Count the lines below that contain the string "every", matching case exactly, and give only the number.

[Object outline annotations]
......

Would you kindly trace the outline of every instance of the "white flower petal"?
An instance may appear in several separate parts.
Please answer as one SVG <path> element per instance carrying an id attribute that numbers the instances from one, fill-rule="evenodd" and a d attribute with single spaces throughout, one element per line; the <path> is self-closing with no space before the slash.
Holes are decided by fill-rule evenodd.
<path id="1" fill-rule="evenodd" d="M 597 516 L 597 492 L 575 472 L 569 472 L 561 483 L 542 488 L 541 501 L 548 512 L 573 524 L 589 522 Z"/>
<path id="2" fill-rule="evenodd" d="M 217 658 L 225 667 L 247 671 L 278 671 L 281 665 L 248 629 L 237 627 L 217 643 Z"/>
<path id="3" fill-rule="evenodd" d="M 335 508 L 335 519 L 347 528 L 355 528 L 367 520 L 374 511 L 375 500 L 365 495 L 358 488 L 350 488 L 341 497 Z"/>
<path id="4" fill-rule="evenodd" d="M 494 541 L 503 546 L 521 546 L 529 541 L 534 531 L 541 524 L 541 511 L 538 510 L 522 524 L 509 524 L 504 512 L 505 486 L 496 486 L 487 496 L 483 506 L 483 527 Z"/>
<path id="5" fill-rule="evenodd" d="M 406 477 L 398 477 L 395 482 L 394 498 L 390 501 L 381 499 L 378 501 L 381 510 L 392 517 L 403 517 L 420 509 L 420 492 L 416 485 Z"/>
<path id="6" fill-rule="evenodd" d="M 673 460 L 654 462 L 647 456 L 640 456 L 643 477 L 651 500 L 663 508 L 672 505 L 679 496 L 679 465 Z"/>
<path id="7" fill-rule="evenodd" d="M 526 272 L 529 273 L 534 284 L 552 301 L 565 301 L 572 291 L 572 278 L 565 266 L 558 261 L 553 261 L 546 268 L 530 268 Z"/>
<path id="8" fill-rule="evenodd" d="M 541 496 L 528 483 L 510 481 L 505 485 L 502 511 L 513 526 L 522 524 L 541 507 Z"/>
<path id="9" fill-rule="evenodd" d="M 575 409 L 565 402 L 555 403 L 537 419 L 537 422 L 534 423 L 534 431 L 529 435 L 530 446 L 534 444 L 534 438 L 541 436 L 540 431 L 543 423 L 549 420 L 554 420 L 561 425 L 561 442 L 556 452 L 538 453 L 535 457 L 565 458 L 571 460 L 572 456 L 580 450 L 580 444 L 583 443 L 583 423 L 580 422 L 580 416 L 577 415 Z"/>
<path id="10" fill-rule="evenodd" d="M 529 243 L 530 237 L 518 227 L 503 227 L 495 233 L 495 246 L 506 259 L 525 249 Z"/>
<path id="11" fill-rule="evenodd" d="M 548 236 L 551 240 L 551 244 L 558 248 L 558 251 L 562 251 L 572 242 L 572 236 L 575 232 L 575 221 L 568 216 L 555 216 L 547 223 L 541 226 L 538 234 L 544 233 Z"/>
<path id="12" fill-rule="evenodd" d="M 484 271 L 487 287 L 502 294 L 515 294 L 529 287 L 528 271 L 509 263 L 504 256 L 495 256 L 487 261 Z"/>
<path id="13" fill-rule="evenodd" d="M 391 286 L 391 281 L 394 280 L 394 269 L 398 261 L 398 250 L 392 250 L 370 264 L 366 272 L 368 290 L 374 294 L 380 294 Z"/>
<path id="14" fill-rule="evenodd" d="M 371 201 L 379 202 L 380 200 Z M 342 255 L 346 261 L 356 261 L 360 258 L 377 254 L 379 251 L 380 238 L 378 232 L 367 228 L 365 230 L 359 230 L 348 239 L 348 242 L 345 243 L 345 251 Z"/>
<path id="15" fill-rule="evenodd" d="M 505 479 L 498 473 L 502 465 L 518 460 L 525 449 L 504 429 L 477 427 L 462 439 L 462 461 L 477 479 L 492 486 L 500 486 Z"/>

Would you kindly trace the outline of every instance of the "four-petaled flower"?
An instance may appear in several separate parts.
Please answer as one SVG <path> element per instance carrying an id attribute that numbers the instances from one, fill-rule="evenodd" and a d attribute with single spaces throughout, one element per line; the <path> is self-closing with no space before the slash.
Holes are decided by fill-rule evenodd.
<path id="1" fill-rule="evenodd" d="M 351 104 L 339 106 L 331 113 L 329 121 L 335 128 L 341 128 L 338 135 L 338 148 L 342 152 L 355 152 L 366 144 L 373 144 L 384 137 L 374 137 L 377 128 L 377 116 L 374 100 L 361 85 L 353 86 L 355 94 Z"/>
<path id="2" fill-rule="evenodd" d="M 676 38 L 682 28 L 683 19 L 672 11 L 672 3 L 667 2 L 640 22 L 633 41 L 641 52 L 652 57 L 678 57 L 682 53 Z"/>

......

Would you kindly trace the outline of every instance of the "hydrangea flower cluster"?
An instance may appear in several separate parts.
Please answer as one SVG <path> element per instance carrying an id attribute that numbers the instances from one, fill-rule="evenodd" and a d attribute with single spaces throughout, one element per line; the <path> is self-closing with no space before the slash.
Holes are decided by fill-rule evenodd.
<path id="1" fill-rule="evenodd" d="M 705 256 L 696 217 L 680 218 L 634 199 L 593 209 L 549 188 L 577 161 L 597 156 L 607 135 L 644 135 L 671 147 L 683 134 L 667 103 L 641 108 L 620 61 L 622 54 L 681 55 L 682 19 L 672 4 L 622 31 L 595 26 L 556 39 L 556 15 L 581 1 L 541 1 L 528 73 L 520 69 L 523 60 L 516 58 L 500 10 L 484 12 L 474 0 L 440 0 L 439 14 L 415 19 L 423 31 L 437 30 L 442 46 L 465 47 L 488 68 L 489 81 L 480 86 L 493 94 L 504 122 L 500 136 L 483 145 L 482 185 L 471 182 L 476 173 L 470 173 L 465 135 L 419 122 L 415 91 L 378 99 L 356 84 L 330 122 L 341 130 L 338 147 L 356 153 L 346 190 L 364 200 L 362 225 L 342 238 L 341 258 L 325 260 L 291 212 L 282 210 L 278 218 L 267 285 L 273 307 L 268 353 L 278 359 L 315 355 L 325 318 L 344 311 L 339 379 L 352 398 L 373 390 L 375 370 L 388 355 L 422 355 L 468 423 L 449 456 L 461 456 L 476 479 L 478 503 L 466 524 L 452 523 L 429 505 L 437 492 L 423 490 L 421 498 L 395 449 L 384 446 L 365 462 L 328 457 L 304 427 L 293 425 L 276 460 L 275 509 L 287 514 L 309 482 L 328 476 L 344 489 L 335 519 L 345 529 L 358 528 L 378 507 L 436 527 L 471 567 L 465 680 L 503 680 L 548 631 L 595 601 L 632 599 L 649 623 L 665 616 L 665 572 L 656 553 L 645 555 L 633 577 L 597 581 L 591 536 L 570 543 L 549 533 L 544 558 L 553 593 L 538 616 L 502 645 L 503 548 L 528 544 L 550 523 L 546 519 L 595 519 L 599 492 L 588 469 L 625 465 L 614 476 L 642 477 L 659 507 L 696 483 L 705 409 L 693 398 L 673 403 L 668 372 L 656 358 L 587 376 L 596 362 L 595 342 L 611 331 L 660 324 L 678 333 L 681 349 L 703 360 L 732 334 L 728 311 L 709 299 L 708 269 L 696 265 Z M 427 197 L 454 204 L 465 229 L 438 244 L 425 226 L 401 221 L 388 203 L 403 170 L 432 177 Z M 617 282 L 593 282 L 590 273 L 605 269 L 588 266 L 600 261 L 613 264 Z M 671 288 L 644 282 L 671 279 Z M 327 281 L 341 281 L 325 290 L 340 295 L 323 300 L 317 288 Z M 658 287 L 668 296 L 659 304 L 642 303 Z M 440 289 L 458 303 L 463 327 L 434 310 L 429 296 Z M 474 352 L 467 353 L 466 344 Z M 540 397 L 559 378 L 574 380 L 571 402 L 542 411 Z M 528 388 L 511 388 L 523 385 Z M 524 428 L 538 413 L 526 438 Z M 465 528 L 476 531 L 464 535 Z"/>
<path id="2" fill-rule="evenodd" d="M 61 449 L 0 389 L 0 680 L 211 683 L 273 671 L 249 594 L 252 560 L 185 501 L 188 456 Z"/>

......

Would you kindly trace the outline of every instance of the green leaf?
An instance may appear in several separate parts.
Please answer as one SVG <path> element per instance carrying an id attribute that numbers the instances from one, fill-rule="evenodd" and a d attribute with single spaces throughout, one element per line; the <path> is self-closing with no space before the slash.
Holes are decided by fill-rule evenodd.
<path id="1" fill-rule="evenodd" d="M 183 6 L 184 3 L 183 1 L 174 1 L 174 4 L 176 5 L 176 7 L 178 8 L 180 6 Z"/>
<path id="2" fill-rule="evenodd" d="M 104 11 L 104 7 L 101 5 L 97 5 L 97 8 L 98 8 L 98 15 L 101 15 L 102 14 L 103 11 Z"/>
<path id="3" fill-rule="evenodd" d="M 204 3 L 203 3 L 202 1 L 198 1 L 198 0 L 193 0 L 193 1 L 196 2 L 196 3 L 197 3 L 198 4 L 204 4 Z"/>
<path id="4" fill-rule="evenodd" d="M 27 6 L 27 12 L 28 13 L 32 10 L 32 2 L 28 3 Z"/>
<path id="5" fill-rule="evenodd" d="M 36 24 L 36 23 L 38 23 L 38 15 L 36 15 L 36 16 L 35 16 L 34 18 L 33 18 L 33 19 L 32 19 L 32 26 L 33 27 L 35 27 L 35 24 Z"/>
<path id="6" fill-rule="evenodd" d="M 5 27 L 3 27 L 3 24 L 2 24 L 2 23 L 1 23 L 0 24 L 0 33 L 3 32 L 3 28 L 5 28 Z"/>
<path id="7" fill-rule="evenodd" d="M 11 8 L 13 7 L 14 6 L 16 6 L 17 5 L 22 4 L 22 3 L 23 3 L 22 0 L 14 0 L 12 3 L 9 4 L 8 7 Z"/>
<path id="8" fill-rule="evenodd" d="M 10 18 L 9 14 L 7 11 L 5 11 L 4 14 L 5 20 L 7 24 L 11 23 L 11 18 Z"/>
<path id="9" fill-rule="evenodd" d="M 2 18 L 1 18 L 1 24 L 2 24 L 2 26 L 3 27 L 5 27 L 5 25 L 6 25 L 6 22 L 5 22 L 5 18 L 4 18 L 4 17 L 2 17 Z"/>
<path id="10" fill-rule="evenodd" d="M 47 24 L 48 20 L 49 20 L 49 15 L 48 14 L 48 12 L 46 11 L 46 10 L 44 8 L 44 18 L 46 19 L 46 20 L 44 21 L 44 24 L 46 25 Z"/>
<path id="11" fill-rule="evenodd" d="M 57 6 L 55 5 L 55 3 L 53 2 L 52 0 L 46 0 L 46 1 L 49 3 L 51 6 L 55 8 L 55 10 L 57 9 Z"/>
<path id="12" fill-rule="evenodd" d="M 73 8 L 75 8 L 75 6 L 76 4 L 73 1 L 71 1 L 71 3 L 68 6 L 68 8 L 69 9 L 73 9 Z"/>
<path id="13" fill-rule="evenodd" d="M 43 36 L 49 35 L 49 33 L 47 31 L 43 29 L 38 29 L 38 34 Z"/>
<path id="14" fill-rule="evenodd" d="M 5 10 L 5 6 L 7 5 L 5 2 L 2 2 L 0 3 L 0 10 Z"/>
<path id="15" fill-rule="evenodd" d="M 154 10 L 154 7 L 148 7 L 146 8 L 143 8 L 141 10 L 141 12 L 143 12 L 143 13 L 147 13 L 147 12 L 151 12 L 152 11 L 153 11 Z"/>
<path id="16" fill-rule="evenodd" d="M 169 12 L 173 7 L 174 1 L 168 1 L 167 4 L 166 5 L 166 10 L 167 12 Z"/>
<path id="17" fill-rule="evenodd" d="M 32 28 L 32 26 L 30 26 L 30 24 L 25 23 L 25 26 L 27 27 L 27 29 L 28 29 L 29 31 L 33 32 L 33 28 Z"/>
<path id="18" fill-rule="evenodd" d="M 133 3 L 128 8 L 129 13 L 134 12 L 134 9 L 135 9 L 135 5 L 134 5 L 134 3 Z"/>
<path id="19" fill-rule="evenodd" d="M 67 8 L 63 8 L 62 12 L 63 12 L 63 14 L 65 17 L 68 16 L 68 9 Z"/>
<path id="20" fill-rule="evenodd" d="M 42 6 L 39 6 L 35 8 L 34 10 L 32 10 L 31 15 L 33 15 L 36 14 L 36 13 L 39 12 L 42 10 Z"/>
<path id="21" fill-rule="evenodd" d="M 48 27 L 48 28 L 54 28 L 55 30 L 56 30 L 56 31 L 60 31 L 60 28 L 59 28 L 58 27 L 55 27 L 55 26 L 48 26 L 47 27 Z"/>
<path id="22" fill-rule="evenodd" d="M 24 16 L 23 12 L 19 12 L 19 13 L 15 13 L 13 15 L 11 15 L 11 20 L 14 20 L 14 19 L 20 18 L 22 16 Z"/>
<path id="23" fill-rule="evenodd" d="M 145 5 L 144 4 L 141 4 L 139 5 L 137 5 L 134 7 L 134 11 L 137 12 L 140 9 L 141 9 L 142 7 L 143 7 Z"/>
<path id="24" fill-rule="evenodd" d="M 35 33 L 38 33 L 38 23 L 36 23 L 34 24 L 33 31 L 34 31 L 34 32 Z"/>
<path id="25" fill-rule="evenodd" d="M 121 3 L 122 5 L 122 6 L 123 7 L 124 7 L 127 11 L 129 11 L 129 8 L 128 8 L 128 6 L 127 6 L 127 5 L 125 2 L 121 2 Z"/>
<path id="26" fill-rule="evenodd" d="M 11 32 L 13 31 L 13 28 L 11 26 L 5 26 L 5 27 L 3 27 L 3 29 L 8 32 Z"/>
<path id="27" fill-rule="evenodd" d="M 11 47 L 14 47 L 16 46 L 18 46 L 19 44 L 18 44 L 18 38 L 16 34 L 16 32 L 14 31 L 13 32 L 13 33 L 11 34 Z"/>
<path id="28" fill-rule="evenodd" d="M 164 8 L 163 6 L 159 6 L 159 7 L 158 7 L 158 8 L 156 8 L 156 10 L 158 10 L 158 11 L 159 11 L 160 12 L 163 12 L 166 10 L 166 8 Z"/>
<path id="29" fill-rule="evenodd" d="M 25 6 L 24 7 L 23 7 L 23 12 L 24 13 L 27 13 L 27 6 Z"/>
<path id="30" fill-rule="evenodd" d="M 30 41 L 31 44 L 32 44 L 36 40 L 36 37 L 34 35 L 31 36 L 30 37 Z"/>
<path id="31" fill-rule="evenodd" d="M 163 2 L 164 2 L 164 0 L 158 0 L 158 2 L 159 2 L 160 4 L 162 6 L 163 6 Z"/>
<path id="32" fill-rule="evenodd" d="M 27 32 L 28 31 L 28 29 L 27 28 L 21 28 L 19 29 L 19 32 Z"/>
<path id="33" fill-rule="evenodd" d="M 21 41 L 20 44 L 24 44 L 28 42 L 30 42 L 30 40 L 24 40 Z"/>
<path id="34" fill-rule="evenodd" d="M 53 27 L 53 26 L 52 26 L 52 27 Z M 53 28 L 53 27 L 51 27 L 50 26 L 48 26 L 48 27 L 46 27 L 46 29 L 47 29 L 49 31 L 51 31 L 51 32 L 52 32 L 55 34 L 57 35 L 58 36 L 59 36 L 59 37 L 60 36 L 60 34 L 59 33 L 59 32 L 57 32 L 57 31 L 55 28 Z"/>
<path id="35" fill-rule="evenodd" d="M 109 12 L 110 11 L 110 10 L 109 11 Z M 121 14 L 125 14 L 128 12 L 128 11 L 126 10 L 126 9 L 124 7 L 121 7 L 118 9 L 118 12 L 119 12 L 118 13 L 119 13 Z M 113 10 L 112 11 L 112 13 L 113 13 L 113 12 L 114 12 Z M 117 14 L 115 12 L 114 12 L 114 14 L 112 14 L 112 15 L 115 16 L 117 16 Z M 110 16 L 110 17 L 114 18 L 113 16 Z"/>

......

TASK RESPONSE
4